In a series of behavioural experiments we have shown that music notation can be modified in novel yet simple-to-implement ways that make it easier to read at first sight without preparation or rehearsal. The most effective modification seems to be the segmentation of the musical score by the insertion of blank spaces across the staff systems, separating manageable informational units, which we have found to increase fluency and accuracy in reading musical notation.
We have more recently undertaken exploratory longitudinal studies of the possible impact of these novel notation systems on performative choices. I will be commenting on the results of a study conducted in the Conservatoire royal de Bruxelles [CrB] during the academic year 2020–1. Although group sessions and rehearsals were totally suspended due to covid-19 protocols, individual tuition continued throughout the various stages of lockdown and confinement. Four Master's students at the Musique classique et contemporaine department at the CrB worked on new personalised editions of music scores for use in recitals and pedagogical contexts; their editing, design, and publication of the scores was credited by the CrB as their End of Studies Project (Travail de Fin d'Études; TFE).
The process of conducting these case studies has revealed considerable interest within the performing arts community in reflecting upon the conventions that regulate information presentation in a text, and particularly —and this opens a whole new avenue of research— in the conception of a score or a text as a flexible tool, that can be adapted not only to facilitate the decoding of the information, but also to reflect a particular artistic or functional vision.

• _Records shown_:
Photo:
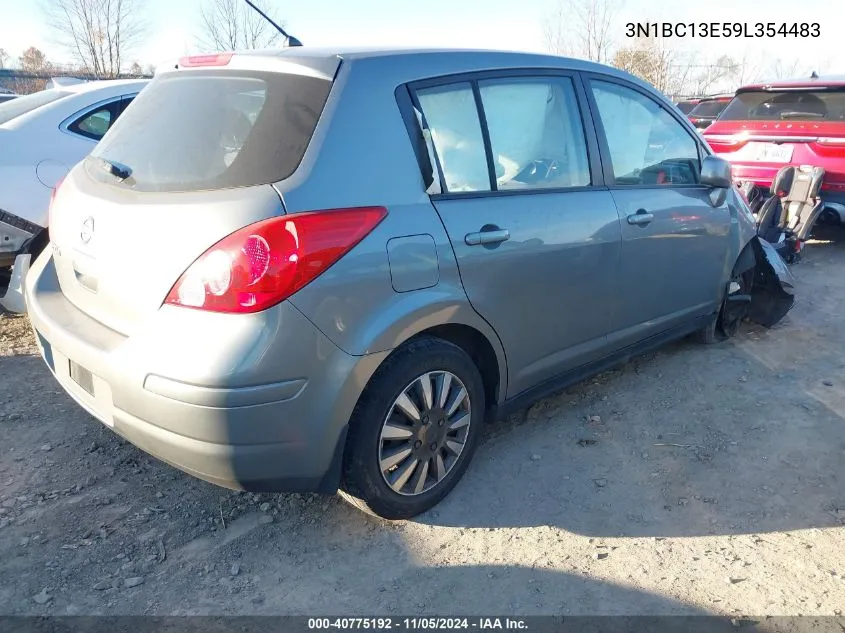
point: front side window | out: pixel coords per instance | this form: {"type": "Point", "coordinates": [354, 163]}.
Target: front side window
{"type": "Point", "coordinates": [791, 105]}
{"type": "Point", "coordinates": [647, 145]}
{"type": "Point", "coordinates": [452, 119]}
{"type": "Point", "coordinates": [536, 134]}
{"type": "Point", "coordinates": [208, 130]}
{"type": "Point", "coordinates": [24, 105]}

• _Requirement_:
Answer these from the music notation text:
1. Which modification to music notation seems to be the most effective?
2. In which academic year was the study at the Conservatoire royal de Bruxelles conducted?
3. How many Master's students worked on new personalised editions of music scores?
Answer from the music notation text alone.

• _Written solution_:
1. Segmenting the musical score by inserting blank spaces across the staff systems.
2. 2020–1.
3. Four.